→ EXTRACT TO READ
● ● ● ●

I have reached a different conclusion with respect to the Craig House Stock. The decedent held 15 shares of Craig House stock at her death. Under Article Tenth of Craig House's certificate of incorporation, adopted in 1915, no stockholder could sell, assign or in any way dispose of any of his holdings without giving the other then stockholders the right to acquire a proportionate share of such holdings by purchase at $100 per share. While Article Tenth is not crystal clear, it appears, and the government does not deny, that that provision in the certificate of incorporation was binding on the decedent and enforceable as to any transfer of the decedent's shares both before and after her death. See Bank of Attica v. Manufacturers' and Traders' Bank, 20 N.Y. 501 (1859); Cowles v. Cowles Realty Co., 201 App. Div. 460, 194 N YS. 546 (1st Dept. 1922); Bloomingdale v. Bloomingdale, 107 Misc. 646, 177 N.Y.S. 873 (Sup.Ct. 1919). The taxpayer valued the Craig House stock at $100 per share; the Commissioner set its value at $1,108.62 per share.

The certificate of incorporation with Article Tenth thereof was adopted in 1915. At such date, no federal estate tax existed, and that fact, as the government recognizes (Memorandum of Law, p. 21), negates any tax avoidance purpose. The government also does not seriously contend that Article Tenth was not a bona fide business arrangement; the government's memorandum states: "The restriction * * *, in all likelihood, served a business purpose at that time." (p. 21) In so stating, the government is, no doubt, referring to the purpose of keeping control of a business in its present management which is recognized as a business purpose. Estate of Littick, 31 T.C. 181, 187 (1958), acq., 1959-2 Cum.Bull. 5.

In 1916, an estate tax was enacted in the Revenue Act of 1916, 39 Stat. 777. For the history of estate and inheritance taxes, see Warren Surrey, Federal Income and Gift Taxation, 1-9 (1961).

● ● ● ●

→ DATA LINES

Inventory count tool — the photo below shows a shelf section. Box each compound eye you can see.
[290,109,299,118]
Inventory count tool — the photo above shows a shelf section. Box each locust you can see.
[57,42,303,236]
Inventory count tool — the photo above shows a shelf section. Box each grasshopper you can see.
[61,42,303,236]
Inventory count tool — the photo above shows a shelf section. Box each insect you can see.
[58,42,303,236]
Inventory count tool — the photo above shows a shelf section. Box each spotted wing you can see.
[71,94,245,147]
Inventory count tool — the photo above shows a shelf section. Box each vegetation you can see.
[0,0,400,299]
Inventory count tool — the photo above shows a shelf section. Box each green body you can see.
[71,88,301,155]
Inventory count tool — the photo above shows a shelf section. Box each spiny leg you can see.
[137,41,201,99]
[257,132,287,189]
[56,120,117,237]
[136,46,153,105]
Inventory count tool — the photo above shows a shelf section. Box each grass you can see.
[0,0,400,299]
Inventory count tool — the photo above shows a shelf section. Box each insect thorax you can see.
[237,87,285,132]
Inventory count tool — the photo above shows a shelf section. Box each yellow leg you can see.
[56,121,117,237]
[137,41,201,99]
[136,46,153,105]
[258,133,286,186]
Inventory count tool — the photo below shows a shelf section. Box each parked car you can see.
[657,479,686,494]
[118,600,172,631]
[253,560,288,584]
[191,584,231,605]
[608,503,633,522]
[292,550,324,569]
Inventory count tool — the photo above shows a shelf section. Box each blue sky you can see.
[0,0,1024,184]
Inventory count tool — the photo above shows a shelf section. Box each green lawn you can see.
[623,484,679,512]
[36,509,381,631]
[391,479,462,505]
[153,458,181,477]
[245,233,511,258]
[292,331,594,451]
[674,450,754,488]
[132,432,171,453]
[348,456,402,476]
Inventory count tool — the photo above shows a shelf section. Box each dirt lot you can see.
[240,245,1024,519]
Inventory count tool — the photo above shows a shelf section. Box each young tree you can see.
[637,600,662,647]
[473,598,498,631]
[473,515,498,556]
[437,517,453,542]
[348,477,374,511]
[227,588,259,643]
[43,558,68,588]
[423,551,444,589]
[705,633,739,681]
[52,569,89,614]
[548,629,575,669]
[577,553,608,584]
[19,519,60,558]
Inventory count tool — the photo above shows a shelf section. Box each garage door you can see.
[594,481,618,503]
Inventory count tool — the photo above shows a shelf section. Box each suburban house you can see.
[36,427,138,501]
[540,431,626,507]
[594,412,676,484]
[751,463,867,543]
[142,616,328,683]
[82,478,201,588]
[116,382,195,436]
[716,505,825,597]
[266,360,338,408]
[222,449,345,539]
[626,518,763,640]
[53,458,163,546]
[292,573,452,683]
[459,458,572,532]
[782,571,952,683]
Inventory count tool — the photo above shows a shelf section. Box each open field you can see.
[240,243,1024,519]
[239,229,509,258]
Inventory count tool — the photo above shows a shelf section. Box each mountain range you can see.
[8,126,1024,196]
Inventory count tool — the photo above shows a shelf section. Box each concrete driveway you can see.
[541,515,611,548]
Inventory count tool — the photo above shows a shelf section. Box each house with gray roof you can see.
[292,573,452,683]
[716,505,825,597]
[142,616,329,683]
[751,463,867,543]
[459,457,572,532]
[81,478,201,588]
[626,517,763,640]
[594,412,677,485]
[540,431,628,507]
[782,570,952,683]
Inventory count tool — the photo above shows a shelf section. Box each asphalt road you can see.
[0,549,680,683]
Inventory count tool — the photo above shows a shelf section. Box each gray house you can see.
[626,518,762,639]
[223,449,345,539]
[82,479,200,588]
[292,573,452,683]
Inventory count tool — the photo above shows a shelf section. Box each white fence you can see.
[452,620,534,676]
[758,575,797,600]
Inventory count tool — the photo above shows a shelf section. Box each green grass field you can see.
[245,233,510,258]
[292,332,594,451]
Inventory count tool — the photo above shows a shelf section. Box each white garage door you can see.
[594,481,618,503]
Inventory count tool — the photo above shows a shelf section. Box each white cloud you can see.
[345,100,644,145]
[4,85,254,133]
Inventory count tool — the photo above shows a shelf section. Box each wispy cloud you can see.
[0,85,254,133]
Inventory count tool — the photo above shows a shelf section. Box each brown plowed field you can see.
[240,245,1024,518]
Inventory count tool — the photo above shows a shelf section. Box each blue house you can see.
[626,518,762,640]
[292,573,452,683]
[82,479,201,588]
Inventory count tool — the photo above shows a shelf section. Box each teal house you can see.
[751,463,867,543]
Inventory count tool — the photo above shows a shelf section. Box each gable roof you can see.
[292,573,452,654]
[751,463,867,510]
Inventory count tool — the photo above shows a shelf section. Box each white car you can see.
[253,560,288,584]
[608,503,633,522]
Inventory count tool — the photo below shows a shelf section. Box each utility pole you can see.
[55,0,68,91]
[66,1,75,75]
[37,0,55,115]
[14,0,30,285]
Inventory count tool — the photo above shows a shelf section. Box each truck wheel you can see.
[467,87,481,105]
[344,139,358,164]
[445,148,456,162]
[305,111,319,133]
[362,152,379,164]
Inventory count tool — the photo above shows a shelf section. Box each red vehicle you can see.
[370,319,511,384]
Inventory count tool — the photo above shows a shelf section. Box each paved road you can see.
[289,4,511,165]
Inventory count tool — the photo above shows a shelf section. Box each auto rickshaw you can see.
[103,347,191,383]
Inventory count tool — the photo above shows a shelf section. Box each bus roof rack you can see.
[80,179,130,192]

● ● ● ●

→ STATED EXERCISE 1
In the opinion on the Craig House stock, what per-share value did the Commissioner assign to that stock?
→ STATED EXERCISE 2
Write a continuation of the opinion on the Craig House stock, picking up after its final sentence.

→ TASK ANSWER 1
$1,108.62 per share.

→ TASK ANSWER 2
The government, however, contends that a tax avoidance motive on the part of the decedent and her husband is shown after 1945 by "keeping Article Tenth in the Certificate of Incorporation long after any original purpose for it evaporated." (Memorandum of Law, p. 23) The government, in effect, would place an affirmative duty on the decedent and her husband as majority shareholders of Craig House to delete a provision of the certificate of incorporation when, as the government contends, its purpose ceased to exist on the ground that the provision might reduce the potential estate tax liability of the decedent (or her husband). The government cites no authority for this novel proposition, and I find none. I do not see how, as a matter of law or fact, events thirty years after the adoption of a provision in a certificate of incorporation can affect either the bona fide nature of such provision or the non-existence of a tax avoidance purpose at its inception. To my mind, Article Tenth was a bona fide business arrangement and not a tax avoidance device and, therefore, meets the requirements of Treas. Reg. § 20.2031-2(h). I conclude that there is no genuine issue of material fact as to this.

The government also claims that there is a genuine issue of material fact as to whether the restrictions in Article Tenth of the Craig House certificate were actually followed by the shareholders. Neither the pleadings nor the affidavits nor other proofs submitted by the government on this motion set forth any facts showing that there is a genuine issue on this point as required by Rule 56(e) of the Federal Rules of Civil Procedure. Moreover, the reply affidavit of the plaintiff states affirmatively that the restrictions have been followed. Under such circumstances, it is proper to state that there is no genuine issue of material facts as to whether the restrictions in Article Tenth were followed.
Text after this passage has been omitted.